Material for the task:
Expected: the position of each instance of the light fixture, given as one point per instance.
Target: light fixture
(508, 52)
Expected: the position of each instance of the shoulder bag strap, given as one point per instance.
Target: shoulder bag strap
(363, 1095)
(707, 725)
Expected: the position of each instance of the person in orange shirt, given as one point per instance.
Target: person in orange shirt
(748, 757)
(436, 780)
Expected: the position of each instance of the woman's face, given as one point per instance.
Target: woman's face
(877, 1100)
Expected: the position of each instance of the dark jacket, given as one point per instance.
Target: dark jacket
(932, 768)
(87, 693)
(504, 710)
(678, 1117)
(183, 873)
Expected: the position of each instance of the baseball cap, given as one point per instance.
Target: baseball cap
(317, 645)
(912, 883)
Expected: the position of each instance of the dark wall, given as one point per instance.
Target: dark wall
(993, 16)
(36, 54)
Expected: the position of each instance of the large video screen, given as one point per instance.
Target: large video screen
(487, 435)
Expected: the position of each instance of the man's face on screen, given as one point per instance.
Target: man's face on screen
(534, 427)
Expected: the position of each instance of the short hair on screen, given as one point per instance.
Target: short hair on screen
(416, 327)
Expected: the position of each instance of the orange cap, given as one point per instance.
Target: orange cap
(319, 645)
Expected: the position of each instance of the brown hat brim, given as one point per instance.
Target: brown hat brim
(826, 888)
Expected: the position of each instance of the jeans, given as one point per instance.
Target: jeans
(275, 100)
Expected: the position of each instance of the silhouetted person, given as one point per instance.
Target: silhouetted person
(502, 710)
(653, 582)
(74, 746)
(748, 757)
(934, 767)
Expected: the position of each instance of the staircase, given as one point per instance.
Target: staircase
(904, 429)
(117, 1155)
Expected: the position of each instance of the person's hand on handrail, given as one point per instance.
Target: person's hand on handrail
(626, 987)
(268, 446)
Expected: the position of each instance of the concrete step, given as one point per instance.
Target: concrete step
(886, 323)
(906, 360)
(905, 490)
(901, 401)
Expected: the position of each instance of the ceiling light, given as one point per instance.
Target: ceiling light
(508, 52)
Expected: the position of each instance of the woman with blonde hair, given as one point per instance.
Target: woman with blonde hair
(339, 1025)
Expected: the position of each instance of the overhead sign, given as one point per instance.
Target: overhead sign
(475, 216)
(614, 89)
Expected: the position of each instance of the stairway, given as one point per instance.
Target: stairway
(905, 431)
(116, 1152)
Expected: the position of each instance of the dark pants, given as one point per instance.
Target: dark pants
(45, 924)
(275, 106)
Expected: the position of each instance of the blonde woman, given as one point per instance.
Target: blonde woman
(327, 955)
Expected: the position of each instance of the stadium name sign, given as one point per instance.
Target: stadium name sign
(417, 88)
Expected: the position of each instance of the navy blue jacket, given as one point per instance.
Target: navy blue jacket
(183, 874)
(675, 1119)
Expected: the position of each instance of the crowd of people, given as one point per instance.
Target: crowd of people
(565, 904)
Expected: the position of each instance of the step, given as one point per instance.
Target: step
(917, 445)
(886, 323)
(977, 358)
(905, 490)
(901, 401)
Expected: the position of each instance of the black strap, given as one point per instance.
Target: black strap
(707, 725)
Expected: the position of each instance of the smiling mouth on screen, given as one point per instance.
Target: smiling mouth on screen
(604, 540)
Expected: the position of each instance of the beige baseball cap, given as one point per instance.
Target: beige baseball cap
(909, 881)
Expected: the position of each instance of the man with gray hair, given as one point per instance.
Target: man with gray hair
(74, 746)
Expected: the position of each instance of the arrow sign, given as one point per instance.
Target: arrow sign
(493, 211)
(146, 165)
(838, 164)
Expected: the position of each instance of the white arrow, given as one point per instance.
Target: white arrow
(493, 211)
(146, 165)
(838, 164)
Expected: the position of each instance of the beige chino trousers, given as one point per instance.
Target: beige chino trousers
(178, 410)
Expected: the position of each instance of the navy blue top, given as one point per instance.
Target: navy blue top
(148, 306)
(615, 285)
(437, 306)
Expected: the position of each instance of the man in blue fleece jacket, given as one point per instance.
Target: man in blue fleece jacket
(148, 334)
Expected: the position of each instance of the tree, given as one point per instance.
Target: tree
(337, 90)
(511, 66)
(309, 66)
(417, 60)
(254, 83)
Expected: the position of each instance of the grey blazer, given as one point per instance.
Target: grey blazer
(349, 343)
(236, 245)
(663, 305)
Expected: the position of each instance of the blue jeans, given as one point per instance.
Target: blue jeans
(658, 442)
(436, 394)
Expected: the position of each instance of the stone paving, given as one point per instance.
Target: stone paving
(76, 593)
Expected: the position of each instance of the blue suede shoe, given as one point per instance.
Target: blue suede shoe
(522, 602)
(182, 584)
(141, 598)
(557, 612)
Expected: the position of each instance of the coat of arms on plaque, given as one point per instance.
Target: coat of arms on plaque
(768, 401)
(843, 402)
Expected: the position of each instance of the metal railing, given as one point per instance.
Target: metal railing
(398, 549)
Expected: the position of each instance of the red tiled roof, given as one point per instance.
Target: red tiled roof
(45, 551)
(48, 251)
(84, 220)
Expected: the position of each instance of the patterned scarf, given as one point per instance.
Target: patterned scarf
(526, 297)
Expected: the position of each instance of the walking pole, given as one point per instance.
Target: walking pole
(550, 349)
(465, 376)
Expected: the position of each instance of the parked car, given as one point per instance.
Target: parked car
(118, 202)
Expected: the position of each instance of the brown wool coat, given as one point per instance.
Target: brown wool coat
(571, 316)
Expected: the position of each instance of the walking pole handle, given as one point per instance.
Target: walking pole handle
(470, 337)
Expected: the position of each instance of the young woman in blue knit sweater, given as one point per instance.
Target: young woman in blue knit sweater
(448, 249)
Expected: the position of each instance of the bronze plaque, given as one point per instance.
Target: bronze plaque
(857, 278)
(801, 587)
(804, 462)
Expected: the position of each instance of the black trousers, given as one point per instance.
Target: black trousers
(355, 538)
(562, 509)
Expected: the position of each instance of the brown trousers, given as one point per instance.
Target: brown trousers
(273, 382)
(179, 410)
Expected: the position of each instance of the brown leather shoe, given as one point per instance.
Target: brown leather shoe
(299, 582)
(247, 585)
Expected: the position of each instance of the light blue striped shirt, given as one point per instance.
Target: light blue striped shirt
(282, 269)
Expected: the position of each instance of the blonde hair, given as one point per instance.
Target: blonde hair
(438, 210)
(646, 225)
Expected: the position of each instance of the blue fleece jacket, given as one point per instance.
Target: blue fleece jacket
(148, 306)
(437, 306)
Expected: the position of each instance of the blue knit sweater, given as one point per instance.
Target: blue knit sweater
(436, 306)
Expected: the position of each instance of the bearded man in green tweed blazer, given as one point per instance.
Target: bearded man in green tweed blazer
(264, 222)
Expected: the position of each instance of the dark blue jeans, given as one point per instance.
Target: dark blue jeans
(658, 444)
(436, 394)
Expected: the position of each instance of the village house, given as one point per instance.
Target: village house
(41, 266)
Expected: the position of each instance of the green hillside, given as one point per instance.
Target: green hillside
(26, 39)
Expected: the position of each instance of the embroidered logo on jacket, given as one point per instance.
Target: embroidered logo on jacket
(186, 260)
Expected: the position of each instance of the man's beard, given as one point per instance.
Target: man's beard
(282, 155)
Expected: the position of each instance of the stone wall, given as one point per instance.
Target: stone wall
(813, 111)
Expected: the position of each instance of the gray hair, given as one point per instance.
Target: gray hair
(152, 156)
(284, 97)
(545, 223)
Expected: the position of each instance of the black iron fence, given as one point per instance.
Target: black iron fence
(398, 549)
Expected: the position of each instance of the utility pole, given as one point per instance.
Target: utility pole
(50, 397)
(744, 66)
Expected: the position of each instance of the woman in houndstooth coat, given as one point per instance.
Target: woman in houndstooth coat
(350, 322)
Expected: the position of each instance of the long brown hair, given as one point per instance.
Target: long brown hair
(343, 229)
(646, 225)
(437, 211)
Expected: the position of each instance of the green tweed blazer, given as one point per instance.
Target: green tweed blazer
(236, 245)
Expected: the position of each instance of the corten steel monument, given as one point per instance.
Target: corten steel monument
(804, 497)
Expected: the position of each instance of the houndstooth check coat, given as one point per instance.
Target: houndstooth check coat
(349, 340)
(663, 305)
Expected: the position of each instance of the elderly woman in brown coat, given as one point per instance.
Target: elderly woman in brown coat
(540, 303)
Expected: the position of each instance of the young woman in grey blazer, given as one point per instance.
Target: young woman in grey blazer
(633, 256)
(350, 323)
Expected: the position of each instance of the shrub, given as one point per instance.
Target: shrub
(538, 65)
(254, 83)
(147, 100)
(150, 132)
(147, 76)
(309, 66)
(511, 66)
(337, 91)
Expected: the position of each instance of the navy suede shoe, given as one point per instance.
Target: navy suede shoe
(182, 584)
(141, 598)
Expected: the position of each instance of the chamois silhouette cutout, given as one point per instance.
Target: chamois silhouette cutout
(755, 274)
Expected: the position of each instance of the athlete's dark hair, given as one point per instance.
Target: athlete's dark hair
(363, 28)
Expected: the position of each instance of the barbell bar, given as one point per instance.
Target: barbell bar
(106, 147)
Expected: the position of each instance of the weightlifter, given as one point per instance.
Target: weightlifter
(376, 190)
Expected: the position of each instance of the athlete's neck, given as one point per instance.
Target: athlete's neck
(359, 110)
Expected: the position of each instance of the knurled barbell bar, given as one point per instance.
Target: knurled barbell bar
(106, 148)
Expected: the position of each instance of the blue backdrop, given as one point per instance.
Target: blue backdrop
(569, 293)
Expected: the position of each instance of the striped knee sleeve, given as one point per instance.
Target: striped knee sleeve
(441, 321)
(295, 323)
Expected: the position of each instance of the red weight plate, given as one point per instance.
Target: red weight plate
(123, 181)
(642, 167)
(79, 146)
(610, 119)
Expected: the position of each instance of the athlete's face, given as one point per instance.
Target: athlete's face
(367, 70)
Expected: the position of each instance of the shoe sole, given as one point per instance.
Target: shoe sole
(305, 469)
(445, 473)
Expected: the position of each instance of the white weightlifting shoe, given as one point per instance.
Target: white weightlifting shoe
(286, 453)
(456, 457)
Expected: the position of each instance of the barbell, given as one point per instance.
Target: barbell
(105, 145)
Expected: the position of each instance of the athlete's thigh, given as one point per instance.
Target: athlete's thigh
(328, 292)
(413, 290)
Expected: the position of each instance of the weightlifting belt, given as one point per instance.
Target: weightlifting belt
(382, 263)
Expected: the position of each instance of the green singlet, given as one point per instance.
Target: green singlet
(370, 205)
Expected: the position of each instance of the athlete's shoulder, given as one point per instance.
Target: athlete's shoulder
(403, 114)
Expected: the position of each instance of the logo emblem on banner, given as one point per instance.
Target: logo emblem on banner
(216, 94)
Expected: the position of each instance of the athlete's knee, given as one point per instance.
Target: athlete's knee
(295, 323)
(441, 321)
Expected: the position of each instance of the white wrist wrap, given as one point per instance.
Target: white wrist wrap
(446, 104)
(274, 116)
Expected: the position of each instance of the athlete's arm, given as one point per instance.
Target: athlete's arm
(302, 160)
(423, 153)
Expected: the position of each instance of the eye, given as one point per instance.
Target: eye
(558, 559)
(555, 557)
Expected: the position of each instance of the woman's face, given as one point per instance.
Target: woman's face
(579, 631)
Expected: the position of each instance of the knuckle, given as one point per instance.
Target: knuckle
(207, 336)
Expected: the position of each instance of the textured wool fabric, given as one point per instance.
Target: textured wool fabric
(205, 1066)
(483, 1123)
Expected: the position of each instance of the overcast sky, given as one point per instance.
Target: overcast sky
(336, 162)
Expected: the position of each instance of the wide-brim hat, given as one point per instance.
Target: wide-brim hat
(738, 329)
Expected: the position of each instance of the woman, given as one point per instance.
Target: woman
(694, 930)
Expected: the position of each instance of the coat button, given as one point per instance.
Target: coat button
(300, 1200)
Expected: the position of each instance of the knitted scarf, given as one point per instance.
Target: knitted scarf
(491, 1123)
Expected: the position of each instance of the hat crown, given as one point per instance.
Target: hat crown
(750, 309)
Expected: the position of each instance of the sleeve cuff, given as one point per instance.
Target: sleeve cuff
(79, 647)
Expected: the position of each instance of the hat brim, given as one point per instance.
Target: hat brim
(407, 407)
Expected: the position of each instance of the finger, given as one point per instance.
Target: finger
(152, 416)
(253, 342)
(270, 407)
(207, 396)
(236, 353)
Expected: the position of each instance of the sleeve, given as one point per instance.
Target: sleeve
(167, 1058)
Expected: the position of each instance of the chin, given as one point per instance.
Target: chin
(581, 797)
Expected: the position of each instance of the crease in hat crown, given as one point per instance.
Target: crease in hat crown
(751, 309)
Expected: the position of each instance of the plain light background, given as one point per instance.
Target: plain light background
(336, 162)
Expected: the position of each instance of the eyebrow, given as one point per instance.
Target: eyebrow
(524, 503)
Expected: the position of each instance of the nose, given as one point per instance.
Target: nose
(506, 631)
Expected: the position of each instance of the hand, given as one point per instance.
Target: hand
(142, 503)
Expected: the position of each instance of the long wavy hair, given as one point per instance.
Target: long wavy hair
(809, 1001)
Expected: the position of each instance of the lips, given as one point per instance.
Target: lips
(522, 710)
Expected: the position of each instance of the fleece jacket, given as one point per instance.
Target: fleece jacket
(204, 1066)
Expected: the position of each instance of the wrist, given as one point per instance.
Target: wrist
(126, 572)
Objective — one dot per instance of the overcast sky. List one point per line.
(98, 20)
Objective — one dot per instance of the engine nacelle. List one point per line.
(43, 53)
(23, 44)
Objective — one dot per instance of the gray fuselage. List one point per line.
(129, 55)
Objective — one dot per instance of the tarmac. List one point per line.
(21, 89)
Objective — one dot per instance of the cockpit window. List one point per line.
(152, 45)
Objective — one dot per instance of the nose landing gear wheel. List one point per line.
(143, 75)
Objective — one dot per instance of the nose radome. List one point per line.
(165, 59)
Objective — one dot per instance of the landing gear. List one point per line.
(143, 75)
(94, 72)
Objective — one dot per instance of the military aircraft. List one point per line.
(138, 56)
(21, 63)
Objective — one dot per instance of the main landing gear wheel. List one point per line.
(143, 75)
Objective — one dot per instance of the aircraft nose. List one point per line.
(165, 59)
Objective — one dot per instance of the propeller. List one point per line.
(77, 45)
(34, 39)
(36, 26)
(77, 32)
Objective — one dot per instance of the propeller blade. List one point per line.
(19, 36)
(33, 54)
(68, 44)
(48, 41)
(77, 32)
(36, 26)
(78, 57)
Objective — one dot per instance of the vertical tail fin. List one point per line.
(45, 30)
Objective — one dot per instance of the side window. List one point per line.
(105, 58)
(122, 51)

Task prompt: If a line comes after the one with "Expected: the position of each instance of the person in", leave it out; reproduce exactly every line of the material from the first up to and including that one.

Task result:
Expected: the position of each instance of the light fixture, given as one point per instance.
Target: light fixture
(508, 52)
Expected: the position of each instance of the shoulder bag strap, given as one point per instance.
Target: shoulder bag strap
(363, 1095)
(707, 725)
Expected: the position of each instance of the person in orange shirt, given as one point per instance.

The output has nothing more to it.